> **EXTRACTED INFORMATION**:
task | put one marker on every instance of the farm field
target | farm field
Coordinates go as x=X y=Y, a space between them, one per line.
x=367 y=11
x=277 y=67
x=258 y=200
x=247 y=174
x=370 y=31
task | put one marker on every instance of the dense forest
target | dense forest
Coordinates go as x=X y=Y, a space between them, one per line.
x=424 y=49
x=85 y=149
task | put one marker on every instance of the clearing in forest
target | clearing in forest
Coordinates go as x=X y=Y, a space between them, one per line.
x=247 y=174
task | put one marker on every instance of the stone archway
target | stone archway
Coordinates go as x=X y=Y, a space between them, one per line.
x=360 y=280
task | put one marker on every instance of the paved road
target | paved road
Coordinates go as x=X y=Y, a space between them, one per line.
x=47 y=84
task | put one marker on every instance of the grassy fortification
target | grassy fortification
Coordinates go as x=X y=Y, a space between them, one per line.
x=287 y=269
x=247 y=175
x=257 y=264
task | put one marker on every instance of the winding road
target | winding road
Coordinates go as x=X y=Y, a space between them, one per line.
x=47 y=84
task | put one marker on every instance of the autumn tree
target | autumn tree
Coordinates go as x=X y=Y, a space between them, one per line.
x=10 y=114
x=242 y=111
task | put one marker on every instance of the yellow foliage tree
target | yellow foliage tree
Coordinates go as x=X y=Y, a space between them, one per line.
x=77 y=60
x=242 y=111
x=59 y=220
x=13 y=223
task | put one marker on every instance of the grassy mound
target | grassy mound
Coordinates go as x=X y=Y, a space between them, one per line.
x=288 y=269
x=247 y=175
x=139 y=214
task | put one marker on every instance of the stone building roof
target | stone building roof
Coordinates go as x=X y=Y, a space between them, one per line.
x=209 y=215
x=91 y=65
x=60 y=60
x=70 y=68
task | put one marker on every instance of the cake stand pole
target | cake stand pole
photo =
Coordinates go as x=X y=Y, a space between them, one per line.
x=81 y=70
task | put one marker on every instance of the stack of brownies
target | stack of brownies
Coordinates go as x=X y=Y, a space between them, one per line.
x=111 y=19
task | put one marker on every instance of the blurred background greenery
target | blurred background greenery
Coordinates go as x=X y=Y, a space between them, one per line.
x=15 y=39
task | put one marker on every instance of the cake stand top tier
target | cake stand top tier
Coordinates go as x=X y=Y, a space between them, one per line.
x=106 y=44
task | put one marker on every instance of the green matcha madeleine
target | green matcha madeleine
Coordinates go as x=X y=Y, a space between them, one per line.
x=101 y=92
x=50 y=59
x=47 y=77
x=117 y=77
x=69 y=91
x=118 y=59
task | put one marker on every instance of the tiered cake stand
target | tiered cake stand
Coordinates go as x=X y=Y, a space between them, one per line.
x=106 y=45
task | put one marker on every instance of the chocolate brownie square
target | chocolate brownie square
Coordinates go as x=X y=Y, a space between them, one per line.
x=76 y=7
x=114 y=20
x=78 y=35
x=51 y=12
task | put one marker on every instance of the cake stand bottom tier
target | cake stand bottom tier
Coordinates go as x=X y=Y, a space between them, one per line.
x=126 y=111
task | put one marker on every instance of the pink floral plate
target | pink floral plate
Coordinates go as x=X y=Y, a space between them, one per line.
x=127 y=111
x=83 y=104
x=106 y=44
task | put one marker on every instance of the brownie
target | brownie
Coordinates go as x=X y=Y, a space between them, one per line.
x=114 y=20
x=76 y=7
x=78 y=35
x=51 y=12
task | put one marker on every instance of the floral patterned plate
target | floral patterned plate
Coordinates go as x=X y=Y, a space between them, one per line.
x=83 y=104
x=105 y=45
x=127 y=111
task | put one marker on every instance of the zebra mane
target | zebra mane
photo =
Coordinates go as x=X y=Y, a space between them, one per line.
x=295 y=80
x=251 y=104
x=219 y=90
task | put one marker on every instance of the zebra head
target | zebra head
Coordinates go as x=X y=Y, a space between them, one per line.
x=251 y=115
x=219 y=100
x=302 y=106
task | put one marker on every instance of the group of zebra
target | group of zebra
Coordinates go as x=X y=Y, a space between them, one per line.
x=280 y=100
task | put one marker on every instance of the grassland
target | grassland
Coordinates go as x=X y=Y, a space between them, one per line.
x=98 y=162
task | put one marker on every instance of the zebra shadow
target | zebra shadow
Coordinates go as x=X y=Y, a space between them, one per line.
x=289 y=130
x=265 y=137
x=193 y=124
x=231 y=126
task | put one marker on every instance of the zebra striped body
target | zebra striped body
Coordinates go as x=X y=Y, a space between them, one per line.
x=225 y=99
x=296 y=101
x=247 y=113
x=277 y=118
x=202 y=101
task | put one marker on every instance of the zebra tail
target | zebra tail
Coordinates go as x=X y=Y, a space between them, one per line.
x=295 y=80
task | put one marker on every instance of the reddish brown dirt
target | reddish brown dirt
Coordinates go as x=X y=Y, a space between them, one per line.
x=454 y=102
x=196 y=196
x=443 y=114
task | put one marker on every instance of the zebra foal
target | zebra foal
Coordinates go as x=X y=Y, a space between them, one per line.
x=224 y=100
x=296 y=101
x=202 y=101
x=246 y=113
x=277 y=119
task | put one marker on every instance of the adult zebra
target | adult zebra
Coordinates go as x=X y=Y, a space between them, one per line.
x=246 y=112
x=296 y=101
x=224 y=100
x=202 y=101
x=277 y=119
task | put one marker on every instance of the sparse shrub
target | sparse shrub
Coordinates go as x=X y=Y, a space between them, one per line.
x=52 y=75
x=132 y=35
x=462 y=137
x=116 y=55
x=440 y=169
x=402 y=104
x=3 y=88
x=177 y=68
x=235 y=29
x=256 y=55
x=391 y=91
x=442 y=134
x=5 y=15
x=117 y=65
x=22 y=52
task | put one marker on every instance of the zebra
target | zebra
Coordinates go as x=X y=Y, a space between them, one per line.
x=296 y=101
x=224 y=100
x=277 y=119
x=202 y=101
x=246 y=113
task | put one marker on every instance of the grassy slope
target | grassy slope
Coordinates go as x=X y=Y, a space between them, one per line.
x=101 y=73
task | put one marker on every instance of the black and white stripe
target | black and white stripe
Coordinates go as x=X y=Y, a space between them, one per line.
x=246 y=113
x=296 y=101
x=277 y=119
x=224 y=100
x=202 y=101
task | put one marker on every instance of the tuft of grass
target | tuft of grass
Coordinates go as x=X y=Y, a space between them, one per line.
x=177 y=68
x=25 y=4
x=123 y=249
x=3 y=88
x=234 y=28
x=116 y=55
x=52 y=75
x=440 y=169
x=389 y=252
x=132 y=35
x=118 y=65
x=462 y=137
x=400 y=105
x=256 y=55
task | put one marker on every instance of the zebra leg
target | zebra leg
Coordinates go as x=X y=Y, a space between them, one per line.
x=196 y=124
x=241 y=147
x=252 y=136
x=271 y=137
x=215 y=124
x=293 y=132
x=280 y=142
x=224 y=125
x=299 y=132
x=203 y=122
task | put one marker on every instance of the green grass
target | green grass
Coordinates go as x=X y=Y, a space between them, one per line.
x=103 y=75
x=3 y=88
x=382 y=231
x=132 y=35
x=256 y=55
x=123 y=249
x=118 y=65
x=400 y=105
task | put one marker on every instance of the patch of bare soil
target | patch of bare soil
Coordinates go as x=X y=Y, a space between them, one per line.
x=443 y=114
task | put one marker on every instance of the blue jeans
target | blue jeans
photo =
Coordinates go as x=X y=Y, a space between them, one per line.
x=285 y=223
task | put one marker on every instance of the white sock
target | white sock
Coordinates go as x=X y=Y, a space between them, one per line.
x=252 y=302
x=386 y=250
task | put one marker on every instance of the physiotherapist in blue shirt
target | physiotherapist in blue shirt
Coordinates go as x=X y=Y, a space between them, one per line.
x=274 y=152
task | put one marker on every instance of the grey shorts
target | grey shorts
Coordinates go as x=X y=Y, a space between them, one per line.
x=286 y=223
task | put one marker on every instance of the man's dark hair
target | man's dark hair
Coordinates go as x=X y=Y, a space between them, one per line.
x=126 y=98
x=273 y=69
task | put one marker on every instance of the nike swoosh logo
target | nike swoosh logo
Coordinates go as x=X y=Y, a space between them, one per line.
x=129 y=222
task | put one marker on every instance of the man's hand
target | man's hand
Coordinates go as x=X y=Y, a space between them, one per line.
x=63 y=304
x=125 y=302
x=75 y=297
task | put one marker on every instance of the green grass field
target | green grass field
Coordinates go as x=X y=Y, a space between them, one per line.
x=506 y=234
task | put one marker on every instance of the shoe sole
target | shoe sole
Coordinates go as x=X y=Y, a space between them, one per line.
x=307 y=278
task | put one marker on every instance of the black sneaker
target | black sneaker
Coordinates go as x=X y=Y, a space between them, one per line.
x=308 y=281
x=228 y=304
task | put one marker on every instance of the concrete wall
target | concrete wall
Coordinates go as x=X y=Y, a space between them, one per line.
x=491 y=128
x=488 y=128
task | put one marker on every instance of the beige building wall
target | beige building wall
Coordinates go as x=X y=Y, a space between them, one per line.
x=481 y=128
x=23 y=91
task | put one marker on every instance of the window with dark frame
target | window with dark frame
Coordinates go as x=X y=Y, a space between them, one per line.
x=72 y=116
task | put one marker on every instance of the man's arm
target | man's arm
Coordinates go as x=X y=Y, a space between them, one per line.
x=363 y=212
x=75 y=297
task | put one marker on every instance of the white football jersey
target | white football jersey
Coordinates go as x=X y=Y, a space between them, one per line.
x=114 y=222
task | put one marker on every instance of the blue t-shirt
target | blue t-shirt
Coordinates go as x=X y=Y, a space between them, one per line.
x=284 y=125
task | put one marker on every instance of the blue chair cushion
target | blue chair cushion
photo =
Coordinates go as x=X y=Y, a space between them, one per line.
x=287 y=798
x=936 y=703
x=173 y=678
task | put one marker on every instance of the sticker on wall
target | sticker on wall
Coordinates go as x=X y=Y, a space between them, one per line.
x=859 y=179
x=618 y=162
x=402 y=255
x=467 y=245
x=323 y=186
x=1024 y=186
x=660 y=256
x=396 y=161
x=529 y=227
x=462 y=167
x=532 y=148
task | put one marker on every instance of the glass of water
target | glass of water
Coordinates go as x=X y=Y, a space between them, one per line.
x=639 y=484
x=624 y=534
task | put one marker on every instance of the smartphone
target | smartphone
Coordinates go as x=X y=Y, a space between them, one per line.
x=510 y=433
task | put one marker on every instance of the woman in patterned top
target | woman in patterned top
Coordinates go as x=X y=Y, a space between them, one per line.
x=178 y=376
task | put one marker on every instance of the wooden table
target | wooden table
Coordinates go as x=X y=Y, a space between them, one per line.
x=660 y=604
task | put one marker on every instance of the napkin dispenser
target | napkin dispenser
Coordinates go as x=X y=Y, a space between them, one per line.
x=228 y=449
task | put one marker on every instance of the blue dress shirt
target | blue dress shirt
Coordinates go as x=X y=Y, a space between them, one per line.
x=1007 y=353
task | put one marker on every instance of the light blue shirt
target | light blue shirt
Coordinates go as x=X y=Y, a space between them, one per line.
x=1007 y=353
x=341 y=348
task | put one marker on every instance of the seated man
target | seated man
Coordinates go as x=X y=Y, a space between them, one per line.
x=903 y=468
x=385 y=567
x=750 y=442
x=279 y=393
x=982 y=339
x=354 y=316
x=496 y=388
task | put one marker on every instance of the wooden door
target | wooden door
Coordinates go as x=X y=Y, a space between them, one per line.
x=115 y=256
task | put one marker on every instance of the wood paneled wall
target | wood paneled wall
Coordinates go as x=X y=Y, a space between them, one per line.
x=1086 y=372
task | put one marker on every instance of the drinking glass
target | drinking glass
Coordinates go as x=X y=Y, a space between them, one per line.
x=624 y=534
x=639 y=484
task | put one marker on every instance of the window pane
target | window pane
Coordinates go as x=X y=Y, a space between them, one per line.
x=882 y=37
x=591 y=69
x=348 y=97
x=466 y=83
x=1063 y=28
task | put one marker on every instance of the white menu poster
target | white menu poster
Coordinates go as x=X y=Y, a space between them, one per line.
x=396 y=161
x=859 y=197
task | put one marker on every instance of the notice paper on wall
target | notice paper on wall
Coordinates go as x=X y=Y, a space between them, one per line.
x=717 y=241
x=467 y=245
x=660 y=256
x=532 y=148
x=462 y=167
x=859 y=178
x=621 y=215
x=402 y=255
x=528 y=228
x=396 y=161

> **DIRECTIONS FOR THIS TASK**: From the entries above, give again exactly the lines running from the line with "the wooden door" to the line with "target | wood paneled wall"; include both of those lines.

> **OUTPUT FOR THIS TASK**:
task | put one marker on every instance of the wooden door
target | wooden door
Coordinates go as x=X y=Y, a space between them, one per line.
x=115 y=256
task | put one marker on every instance of the wood paneled wall
target | wood paneled wall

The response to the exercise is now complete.